SELECTED EXTRACT:
..............................

Hello I am trying to understand how to get CUDAImageMultiply to use the same precision as ImageMultiply:
Here is a prototype example which illustrates the question:
m1 = Table[Sin[4. Pi x/500] Sin[4. Pi y/500], {x, 500}, {y, 500}];
m2 = RandomReal[{0.5, 1}, {500, 500}];
im1 = Image[m1, ColorSpace -> "Grayscale"]
im2 = Image[m2, ColorSpace -> "Grayscale"]
ImageMultiply[im1, im2] (*as expected*)
Using CUDAImageMultiply but without explicitly allocating memory on the GPU:
Needs["CUDALink`"]
CUDAImageMultiply[im1, im2] (*as expected*)
The above doesn't really give any speed up. It is probably the memory transfer. So, it is natural to try:
cimg1 = CUDAMemoryLoad[im1]
cimg2 = CUDAMemoryLoad[im2]
Allocate gpu memory for the product (I suspect the problem lies in the next step)

..............................

PROBLEM DESCRIPTION:
Can you resume the post about matching CUDAImageMultiply's precision to ImageMultiply, continuing on from its last sentence?

DATA PROVIDED:
..............................

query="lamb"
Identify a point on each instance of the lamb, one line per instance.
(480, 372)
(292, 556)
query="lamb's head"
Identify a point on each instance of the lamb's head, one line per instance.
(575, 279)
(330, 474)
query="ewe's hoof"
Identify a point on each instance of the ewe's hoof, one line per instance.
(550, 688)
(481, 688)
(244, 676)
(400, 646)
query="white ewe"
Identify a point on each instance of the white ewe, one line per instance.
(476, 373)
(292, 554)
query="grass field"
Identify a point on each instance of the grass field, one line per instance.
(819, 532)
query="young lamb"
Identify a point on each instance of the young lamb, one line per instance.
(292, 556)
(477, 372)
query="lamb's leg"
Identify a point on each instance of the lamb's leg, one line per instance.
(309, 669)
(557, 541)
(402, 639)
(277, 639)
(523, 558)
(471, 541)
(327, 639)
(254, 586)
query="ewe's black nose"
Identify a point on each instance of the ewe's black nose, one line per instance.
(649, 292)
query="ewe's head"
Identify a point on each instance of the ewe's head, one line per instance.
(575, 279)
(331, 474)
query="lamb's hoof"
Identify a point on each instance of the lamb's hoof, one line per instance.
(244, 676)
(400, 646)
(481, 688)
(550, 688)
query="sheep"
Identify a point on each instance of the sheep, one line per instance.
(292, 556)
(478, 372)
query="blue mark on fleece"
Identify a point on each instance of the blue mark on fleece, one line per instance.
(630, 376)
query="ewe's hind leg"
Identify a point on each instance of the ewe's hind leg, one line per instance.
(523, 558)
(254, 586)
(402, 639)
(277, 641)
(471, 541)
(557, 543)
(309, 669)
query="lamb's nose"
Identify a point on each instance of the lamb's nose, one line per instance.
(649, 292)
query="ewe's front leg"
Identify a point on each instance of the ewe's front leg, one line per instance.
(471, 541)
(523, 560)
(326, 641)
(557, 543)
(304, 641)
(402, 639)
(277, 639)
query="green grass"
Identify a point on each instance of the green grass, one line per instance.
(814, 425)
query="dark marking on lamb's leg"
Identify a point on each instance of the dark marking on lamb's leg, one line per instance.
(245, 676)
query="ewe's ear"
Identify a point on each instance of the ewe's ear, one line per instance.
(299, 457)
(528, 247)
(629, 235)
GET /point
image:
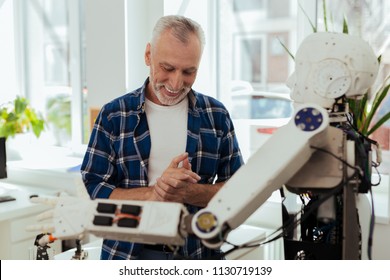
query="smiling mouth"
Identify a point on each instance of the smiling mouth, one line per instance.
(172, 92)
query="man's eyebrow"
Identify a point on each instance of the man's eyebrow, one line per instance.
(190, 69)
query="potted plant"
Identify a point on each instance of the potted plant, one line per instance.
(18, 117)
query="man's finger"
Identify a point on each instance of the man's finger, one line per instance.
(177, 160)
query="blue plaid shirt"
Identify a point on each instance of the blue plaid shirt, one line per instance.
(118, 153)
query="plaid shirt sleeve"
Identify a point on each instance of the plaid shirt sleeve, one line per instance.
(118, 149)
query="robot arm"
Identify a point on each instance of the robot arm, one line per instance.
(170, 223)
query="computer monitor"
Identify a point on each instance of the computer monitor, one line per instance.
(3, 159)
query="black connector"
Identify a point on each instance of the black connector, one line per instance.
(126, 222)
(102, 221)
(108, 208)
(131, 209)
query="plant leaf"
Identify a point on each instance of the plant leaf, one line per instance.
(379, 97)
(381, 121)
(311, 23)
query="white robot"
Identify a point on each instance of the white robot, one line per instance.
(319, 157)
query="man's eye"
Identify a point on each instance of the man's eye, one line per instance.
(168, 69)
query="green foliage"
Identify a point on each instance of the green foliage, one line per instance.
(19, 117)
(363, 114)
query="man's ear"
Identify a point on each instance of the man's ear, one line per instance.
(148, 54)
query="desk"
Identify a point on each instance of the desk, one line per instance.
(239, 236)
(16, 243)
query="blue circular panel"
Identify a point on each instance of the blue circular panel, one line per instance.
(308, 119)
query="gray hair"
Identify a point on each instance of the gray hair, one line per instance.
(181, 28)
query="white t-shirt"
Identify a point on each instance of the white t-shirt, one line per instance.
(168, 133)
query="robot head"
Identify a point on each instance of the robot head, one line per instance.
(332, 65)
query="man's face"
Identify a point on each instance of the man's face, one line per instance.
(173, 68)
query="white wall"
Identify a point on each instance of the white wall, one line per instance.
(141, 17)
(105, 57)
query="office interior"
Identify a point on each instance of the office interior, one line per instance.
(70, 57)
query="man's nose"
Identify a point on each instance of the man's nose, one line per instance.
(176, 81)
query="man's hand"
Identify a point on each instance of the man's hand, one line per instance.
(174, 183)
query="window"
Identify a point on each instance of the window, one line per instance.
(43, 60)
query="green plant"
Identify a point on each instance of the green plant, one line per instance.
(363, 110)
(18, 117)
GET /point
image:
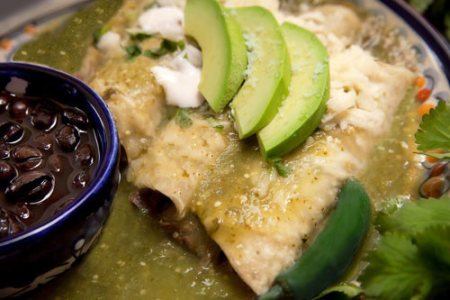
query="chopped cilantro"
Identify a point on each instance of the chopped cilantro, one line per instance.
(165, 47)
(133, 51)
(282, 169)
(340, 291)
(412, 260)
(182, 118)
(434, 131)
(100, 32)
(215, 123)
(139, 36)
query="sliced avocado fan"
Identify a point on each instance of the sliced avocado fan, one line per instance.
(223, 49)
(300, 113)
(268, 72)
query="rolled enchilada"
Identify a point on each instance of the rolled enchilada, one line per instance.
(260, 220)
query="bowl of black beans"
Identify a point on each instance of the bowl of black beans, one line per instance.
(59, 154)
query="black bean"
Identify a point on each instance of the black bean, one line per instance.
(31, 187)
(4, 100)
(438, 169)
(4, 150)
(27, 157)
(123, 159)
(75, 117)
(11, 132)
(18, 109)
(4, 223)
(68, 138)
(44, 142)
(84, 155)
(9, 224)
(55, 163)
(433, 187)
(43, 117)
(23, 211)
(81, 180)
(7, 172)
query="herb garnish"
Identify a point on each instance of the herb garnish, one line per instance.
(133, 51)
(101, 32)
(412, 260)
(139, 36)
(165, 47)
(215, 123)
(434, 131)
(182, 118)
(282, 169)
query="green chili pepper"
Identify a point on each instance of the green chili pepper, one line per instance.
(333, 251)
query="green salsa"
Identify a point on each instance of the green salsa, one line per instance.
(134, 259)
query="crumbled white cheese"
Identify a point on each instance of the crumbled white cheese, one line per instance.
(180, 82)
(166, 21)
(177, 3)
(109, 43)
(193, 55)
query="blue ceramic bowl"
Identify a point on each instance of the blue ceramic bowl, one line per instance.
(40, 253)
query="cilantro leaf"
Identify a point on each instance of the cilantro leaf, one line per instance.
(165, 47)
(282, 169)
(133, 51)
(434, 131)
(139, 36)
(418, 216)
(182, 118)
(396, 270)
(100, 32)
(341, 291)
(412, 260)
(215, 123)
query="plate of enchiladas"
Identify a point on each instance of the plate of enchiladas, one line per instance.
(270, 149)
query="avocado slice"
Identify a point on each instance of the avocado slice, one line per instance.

..............................

EXERCISE RESPONSE:
cimg3 = CUDAMemoryLoad[im2]
One gets a nice speedup without the memory transfer:
RepeatedTiming[
CUDAImageMultiply[cimg1, cimg2, "OutputMemory" -> cimg3];]
But, the result appears to have have only, ummm, 256 shades of gray.
CUDAMemoryGet[cimg3] (*not as expected*)
Does anyone have a fix for this? Or, even better, some CUDA or OpenCL code for matrix multiplication m1*m2 (not Dot).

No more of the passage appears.